Retype the material below word for word, leaving out the pictures.

>> Begin

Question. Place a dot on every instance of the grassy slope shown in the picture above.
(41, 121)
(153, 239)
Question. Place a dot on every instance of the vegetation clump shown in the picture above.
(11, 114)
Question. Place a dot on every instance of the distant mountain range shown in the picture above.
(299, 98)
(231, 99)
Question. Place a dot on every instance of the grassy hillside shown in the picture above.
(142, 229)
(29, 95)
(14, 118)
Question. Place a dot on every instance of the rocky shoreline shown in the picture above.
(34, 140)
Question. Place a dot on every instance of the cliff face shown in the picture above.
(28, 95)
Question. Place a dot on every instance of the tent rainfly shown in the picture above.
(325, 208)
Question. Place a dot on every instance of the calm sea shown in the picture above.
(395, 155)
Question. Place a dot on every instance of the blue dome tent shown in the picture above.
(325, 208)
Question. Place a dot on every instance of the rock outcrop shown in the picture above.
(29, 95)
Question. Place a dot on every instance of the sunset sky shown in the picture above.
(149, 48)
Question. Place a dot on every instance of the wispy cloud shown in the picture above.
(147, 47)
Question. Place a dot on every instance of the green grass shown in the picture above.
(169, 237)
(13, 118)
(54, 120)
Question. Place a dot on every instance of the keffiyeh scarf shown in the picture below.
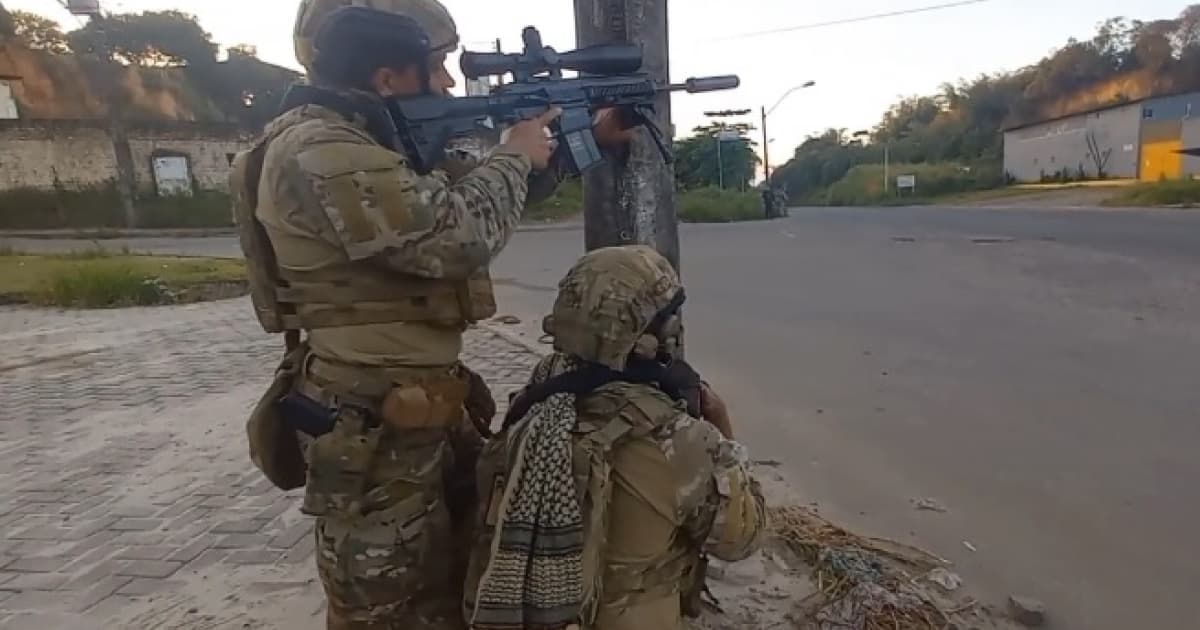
(534, 579)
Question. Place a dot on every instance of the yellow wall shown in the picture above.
(1161, 160)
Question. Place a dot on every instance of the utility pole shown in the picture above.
(766, 139)
(766, 150)
(630, 198)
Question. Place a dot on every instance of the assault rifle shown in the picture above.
(609, 76)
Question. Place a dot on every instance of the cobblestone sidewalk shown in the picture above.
(126, 495)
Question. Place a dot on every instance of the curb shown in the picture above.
(531, 346)
(113, 234)
(198, 233)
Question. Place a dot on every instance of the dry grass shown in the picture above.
(862, 582)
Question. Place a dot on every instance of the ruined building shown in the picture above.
(75, 124)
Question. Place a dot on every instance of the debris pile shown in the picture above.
(863, 583)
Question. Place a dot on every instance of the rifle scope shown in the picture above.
(605, 59)
(538, 59)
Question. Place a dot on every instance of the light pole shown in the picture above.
(887, 160)
(721, 137)
(766, 143)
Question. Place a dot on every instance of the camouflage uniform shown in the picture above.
(383, 269)
(660, 489)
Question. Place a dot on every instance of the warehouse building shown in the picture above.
(1150, 139)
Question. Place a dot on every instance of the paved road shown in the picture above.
(1035, 371)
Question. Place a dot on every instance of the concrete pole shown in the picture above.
(766, 150)
(630, 199)
(720, 161)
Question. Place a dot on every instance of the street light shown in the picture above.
(887, 159)
(721, 137)
(766, 143)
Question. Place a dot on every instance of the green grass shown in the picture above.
(1185, 192)
(100, 208)
(863, 185)
(102, 280)
(565, 203)
(714, 205)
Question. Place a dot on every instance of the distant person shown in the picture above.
(616, 472)
(768, 203)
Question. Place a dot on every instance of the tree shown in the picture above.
(7, 25)
(243, 51)
(39, 33)
(696, 157)
(963, 123)
(148, 39)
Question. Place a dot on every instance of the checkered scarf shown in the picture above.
(534, 577)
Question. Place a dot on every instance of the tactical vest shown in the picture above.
(610, 418)
(346, 295)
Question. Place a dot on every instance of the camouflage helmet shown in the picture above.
(609, 300)
(431, 15)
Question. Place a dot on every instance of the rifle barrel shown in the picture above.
(707, 84)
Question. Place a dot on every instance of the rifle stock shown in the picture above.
(610, 77)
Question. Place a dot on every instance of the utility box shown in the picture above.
(7, 103)
(83, 7)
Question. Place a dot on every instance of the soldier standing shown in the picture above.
(607, 489)
(382, 270)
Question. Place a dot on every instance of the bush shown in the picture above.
(714, 205)
(103, 287)
(863, 185)
(36, 209)
(1185, 192)
(205, 209)
(565, 203)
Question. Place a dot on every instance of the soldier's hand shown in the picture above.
(480, 405)
(610, 129)
(532, 138)
(714, 411)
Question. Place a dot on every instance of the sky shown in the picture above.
(859, 69)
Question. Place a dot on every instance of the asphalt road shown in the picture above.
(1033, 371)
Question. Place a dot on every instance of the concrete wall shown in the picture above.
(1173, 107)
(7, 102)
(209, 160)
(1192, 141)
(78, 155)
(1187, 109)
(1050, 147)
(34, 156)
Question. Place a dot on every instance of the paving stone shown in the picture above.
(41, 601)
(99, 592)
(155, 552)
(99, 571)
(143, 586)
(141, 538)
(292, 535)
(255, 557)
(207, 559)
(193, 549)
(275, 509)
(39, 565)
(35, 582)
(137, 525)
(150, 569)
(237, 541)
(103, 520)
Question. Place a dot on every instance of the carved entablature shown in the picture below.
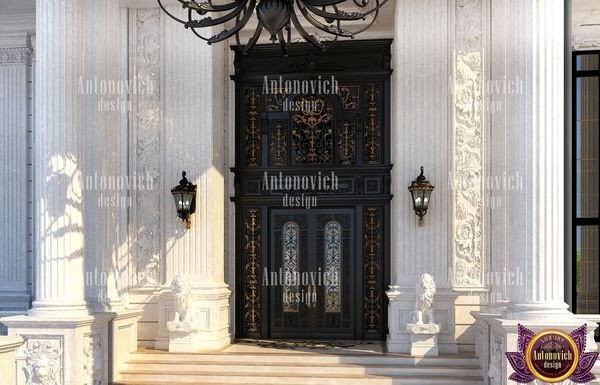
(40, 361)
(20, 55)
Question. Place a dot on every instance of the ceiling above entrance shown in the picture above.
(282, 19)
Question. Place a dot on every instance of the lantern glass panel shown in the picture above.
(426, 196)
(187, 201)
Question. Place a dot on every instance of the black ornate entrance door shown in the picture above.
(312, 289)
(312, 193)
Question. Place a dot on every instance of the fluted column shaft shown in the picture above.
(101, 93)
(14, 61)
(194, 124)
(532, 132)
(58, 153)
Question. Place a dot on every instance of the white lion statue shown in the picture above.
(180, 288)
(425, 290)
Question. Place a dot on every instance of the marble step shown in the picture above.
(304, 368)
(130, 377)
(307, 358)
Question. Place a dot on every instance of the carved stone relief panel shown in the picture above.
(468, 264)
(40, 361)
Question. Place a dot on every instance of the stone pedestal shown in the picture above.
(423, 339)
(400, 314)
(69, 350)
(123, 332)
(8, 346)
(183, 337)
(209, 328)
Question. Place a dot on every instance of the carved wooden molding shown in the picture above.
(40, 360)
(468, 261)
(146, 119)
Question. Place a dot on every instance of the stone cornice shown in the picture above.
(14, 55)
(8, 344)
(22, 22)
(582, 43)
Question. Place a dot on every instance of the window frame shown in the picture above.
(576, 220)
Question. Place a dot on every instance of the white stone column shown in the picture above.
(104, 188)
(527, 145)
(421, 136)
(15, 52)
(59, 159)
(533, 142)
(60, 333)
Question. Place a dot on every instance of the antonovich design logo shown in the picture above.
(552, 356)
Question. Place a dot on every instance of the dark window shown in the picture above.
(586, 183)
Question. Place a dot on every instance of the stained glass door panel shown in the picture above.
(311, 275)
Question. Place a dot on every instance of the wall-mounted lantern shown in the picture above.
(185, 199)
(420, 190)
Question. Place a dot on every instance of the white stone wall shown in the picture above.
(15, 172)
(178, 125)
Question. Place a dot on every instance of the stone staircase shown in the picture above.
(269, 366)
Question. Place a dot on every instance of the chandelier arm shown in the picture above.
(322, 3)
(323, 27)
(370, 23)
(305, 35)
(169, 14)
(200, 36)
(376, 8)
(339, 15)
(194, 29)
(225, 34)
(362, 3)
(282, 42)
(210, 22)
(253, 39)
(205, 7)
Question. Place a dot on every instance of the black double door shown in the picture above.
(312, 274)
(318, 269)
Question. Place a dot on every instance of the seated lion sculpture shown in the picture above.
(180, 288)
(425, 290)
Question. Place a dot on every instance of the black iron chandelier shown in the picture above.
(277, 17)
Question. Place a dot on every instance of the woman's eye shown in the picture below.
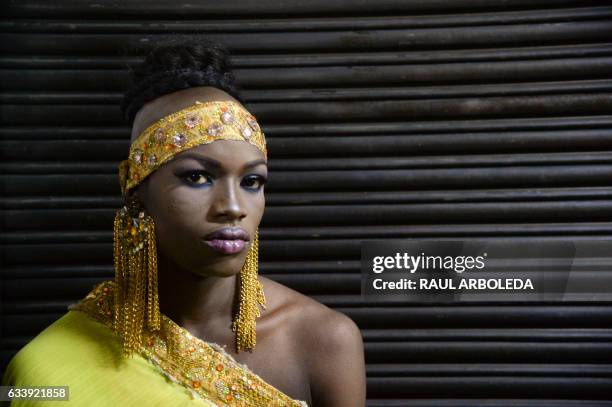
(254, 182)
(196, 177)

>> End

**Reply**
Question. Place a dot on every instance of the grassy slope shown in the picture above.
(41, 121)
(153, 239)
Question. Place a dot on every instance of the vegetation clump shown in the picture above.
(11, 114)
Question. Place a dot on every instance of the distant mountain range shown in the picture above.
(299, 98)
(231, 99)
Question. Place a dot on every instance of the grassy hillside shown in the picture above.
(142, 229)
(29, 95)
(14, 118)
Question. Place a dot on every instance of the rocky shoreline shown in the picture above.
(34, 140)
Question. Place a dot on every instance of the cliff face shown in the picture above.
(28, 95)
Question. Place a dot on every instance of the tent rainfly shown in the picture above.
(325, 208)
Question. Place a dot on every instance of the calm sea shown in the picture above.
(395, 155)
Question. Place a dot on every instance of the blue dome tent shown in the picture above.
(325, 208)
Question. Place a dot on every instance of the rock outcrop shown in the picture above.
(29, 95)
Question. Place a dot on every instance of the sunset sky shown in the picture above.
(149, 48)
Question. Place a dot on every instance of the wispy cloud shown in the picture above.
(147, 47)
Question. Place a dot on every instance of the green grass shown in the picture above.
(169, 237)
(13, 118)
(54, 120)
Question. Place a dot on every instance of the keffiyeh scarf shown in the picture below.
(534, 579)
Question. Place a dot on every instance of the yellow wall shown in the picture above.
(1161, 160)
Question. Place a dot on every instance of the utility pole shown in the picture above.
(766, 139)
(766, 150)
(630, 198)
Question. Place a dot on every instance of the assault rifle shown in the picture above.
(609, 76)
Question. Place a dot on every instance of the cobblestone sidewalk shown in the picture above.
(126, 495)
Question. Place a dot on every instance of the curb shown in the picture above.
(531, 346)
(113, 234)
(198, 233)
Question. Place a dot on every instance of the dry grass shown in the picture above.
(862, 582)
Question. Place a dot on every instance of the ruined building shown in the picture above.
(75, 124)
Question. Place a dot on every instance of the debris pile shown in the picture above.
(863, 583)
Question. Place a dot on every instance of the rifle scope shown in the picture above.
(605, 59)
(538, 59)
Question. Place a dot on every instance of the light pole shown in the picture above.
(887, 160)
(721, 137)
(766, 143)
Question. Place a dot on every instance of the camouflage uniform shown in the picture above.
(383, 269)
(660, 489)
Question. Place a dot on every instance of the warehouse building shown in the picture above.
(1150, 139)
Question. Place a dot on every instance of the paved road shown in the picture above.
(1035, 371)
Question. Place a dot on every instance of the concrete pole shown in the picture above.
(766, 150)
(630, 199)
(720, 161)
Question. Place a dot on every instance of the street light shown in the picture above.
(887, 159)
(721, 137)
(766, 143)
Question. Place a dot on every instance of the green grass shown in the picture above.
(1185, 192)
(100, 208)
(863, 185)
(102, 280)
(565, 203)
(714, 205)
Question. Place a dot on every instance of the distant person shown in the picture above.
(616, 472)
(768, 203)
Question. Place a dot on every instance of the tree shown in the picture above.
(7, 25)
(243, 51)
(39, 33)
(696, 157)
(963, 123)
(148, 39)
Question. Place a dot on every instance of the checkered scarf shown in the picture above.
(534, 577)
Question. Place a dot on every instance of the tactical vest shown in the picture above.
(610, 418)
(346, 295)
Question. Place a dot on every instance of the camouflage helmet shown in the picture above.
(609, 300)
(431, 15)
Question. Place a dot on every instance of the rifle barrel shown in the picture above.
(707, 84)
Question. Place a dot on every instance of the rifle stock shown in the picture above.
(610, 77)
Question. Place a dot on every instance of the utility box shown in the picture above.
(7, 103)
(83, 7)
Question. Place a dot on every instance of the soldier standing shown in the picture above.
(607, 489)
(382, 270)
Question. Place a dot on every instance of the bush shown in the picture above.
(714, 205)
(103, 287)
(863, 185)
(36, 209)
(1185, 192)
(205, 209)
(565, 203)
Question. Place a dot on every instance of the soldier's hand shown in the picture above.
(480, 405)
(610, 129)
(532, 138)
(714, 411)
Question. Place a dot on every instance of the sky shown in the picture above.
(859, 69)
Question. Place a dot on every instance of the asphalt road shown in the picture above.
(1033, 371)
Question. Place a dot on every instance of the concrete wall shown in the picture above.
(1173, 107)
(7, 102)
(209, 160)
(1192, 141)
(78, 155)
(1187, 109)
(1050, 147)
(34, 156)
Question. Place a dot on every instance of the paving stone shown in the picture above.
(41, 601)
(99, 592)
(155, 552)
(99, 571)
(143, 586)
(141, 538)
(292, 535)
(255, 557)
(207, 559)
(193, 549)
(275, 509)
(39, 565)
(35, 582)
(137, 525)
(150, 569)
(237, 541)
(103, 520)
Question. Place a dot on every instance of the carved entablature shown in the picture below.
(40, 361)
(20, 55)
Question. Place a dot on every instance of the ceiling above entrance shown in the picture above.
(282, 19)
Question. Place a dot on every instance of the lantern glass panel shown in the picture above.
(426, 196)
(187, 201)
Question. Place a dot on every instance of the black ornate entrance door shown in the picture above.
(312, 289)
(312, 193)
Question. Place a dot on every instance of the fluted column shaft shown in the picture above.
(101, 93)
(14, 61)
(194, 124)
(532, 132)
(58, 153)
Question. Place a dot on every instance of the white lion statue shown in the picture above.
(180, 288)
(425, 290)
Question. Place a dot on every instance of the marble step shown in the picture above.
(304, 368)
(130, 377)
(307, 358)
Question. Place a dot on every instance of the carved stone relief panel shown in the picture above.
(468, 264)
(40, 361)
Question. Place a dot on every instance of the stone pedestal shown in the picture above.
(423, 339)
(400, 314)
(69, 350)
(123, 332)
(8, 346)
(183, 337)
(209, 328)
Question. Place a dot on every instance of the carved wooden molding shown in the picture above.
(40, 360)
(468, 261)
(146, 119)
Question. Place a dot on every instance of the stone cornice shown in the picture above.
(14, 55)
(8, 344)
(22, 22)
(582, 43)
Question. Place a dot on every instance of the window frame shown in the picture above.
(576, 220)
Question. Place a dot on every instance of the white stone column shown in the picture above.
(104, 188)
(527, 145)
(421, 136)
(15, 52)
(59, 159)
(533, 142)
(60, 333)
Question. Place a dot on every instance of the antonovich design logo shown in the picture above.
(552, 356)
Question. Place a dot on every instance of the dark window shown in the picture above.
(586, 183)
Question. Place a dot on every instance of the stained glass door panel shown in the picture above.
(311, 275)
Question. Place a dot on every instance of the wall-mounted lantern shown in the picture above.
(185, 199)
(420, 190)
Question. Place a dot on every instance of the white stone wall shown in the picture above.
(15, 172)
(178, 125)
Question. Place a dot on every instance of the stone staircase shown in the picture above.
(269, 366)
Question. Place a dot on every instance of the chandelier arm shown in the picture above.
(322, 3)
(323, 27)
(370, 23)
(305, 35)
(169, 14)
(200, 36)
(376, 8)
(339, 15)
(194, 29)
(225, 34)
(362, 3)
(282, 42)
(210, 22)
(253, 39)
(205, 7)
Question. Place a dot on every instance of the black double door shown in the picture above.
(312, 274)
(318, 269)
Question. Place a dot on every instance of the seated lion sculpture shown in the picture above.
(180, 288)
(425, 290)
Question. Place a dot on every instance of the black iron chandelier shown in the picture above.
(277, 17)
Question. Place a dot on every instance of the woman's eye shown in the picture below.
(254, 182)
(196, 177)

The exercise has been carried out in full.